§ WHAT THE EXERCISE ASKS:
Rewrite the data below with every occurrence of "MUST" replaced by "SHALL", leaving all other text unchanged.

§ RECORDS SHOWN:
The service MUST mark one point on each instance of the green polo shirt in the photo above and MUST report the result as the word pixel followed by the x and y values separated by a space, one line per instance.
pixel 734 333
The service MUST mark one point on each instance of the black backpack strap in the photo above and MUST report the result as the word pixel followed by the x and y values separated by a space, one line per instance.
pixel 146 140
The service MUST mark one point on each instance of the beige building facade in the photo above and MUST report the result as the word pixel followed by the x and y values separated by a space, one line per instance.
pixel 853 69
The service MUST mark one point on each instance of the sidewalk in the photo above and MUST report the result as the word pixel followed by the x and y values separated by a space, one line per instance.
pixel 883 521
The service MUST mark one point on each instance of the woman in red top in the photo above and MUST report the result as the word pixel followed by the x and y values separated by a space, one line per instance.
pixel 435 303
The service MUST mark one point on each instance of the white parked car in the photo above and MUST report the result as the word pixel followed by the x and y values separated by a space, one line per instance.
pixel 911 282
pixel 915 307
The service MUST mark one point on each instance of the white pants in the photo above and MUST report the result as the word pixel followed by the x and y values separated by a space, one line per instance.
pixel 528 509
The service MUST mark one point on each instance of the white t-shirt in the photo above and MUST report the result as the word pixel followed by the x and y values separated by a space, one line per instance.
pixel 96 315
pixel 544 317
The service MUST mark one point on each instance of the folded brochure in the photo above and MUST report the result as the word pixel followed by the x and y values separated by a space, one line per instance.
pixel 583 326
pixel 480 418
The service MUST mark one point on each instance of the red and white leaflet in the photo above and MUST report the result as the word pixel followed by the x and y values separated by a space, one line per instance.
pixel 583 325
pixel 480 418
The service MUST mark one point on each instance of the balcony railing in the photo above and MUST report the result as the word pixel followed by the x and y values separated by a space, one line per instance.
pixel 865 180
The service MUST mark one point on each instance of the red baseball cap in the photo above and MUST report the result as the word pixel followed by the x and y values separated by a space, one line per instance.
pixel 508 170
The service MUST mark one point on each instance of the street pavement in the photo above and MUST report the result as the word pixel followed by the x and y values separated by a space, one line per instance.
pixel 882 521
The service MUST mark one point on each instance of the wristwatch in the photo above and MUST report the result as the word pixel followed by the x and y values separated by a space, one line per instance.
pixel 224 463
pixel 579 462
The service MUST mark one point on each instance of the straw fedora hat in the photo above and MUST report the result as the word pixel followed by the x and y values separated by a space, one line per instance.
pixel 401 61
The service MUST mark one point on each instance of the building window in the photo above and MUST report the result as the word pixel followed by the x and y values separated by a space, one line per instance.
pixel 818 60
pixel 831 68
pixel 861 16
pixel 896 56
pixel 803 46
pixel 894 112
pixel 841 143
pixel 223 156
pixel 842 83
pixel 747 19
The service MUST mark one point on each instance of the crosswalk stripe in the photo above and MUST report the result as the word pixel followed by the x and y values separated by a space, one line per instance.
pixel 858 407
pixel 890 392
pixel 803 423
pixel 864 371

§ CORRECT ANSWER:
The service SHALL mark one point on each instance of the green polo shirt in the photo above and SHALL report the result as the word pixel followed by the x and y values separated by a space, one line per instance.
pixel 734 333
The service SHALL mark one point on each instance of the black backpack strap in the photo above and SHALL report the result as the word pixel followed by the x and y values separated by a space, one line per instance.
pixel 146 140
The service SHALL mark one point on each instance of the beige building facade in the photo above and SHALL report the result as the word pixel followed by the x and y values separated by a space, one line per instance.
pixel 853 69
The service SHALL mark one point on each instance of the sidewalk in the photo above and SHALL report the result as the word pixel followed by the x and y values separated by a space, one line per instance.
pixel 883 521
The service SHALL mark one point on each instance of the woman in red top in the photo above and SHALL report the result as the word pixel followed by the x and y values separated by a space, one line per instance.
pixel 435 303
The service SHALL mark one point on each instance of the white parked car in the photo above and SHALL report the result as the word pixel followed by the x and y values separated by a space, one line per instance.
pixel 911 282
pixel 915 307
The service SHALL mark one point on each instance of the white pants in the photo above and SHALL report the result as the word pixel followed by the x and y values separated by a space, one line per instance.
pixel 528 509
The service SHALL mark one point on each instance of the white t-shirt in the photo above and SHALL report the result as the word pixel followed by the x and y values separated by a space, one line per instance.
pixel 96 315
pixel 544 317
The service SHALL mark one point on each instance of the folded brochure in the photo above and SHALL report the result as the word pixel followed by the x and y values separated by a space, one line per instance.
pixel 583 326
pixel 480 418
The service SHALL mark one point on each instance of the red and white leaflet in the photo above and SHALL report the result as the word pixel followed by the x and y values separated by a space, one line per instance.
pixel 583 325
pixel 480 418
The service SHALL mark one point on each instance of the balcony railing in the photo above and SHALL report the result as the word pixel followed by the x and y values separated by a space, one line per instance.
pixel 865 180
The service SHALL mark one point on each instance of the red baseball cap in the photo above and SHALL report the result as the word pixel followed by the x and y values separated by a space, one line per instance.
pixel 508 170
The service SHALL mark one point on each instance of the street pavement in the photo above and SHALL report the result as the word pixel followed by the x and y values separated by a space, one line per instance.
pixel 882 521
The service SHALL mark one point on each instance of the wristwatch in the photo above and SHALL report the result as the word pixel followed by the x and y values separated by a space, one line per instance.
pixel 224 463
pixel 579 462
The service SHALL mark one point on each instance of the straw fedora hat in the photo above and SHALL report the result as the word pixel followed by the x and y values separated by a space, one line per instance.
pixel 401 61
The service SHALL mark one point on each instance of the building window in the photo above and SHALL report the result as the word pixel followed by the x and y values separated by a space, one line per instance.
pixel 818 60
pixel 831 68
pixel 861 16
pixel 896 56
pixel 803 46
pixel 894 112
pixel 841 143
pixel 223 156
pixel 842 83
pixel 747 19
The service SHALL mark one point on each instance of the crosswalk stripe in the photo above and SHALL report the result as the word pixel followed by the x and y values separated by a space, one line per instance.
pixel 858 407
pixel 890 392
pixel 803 423
pixel 864 371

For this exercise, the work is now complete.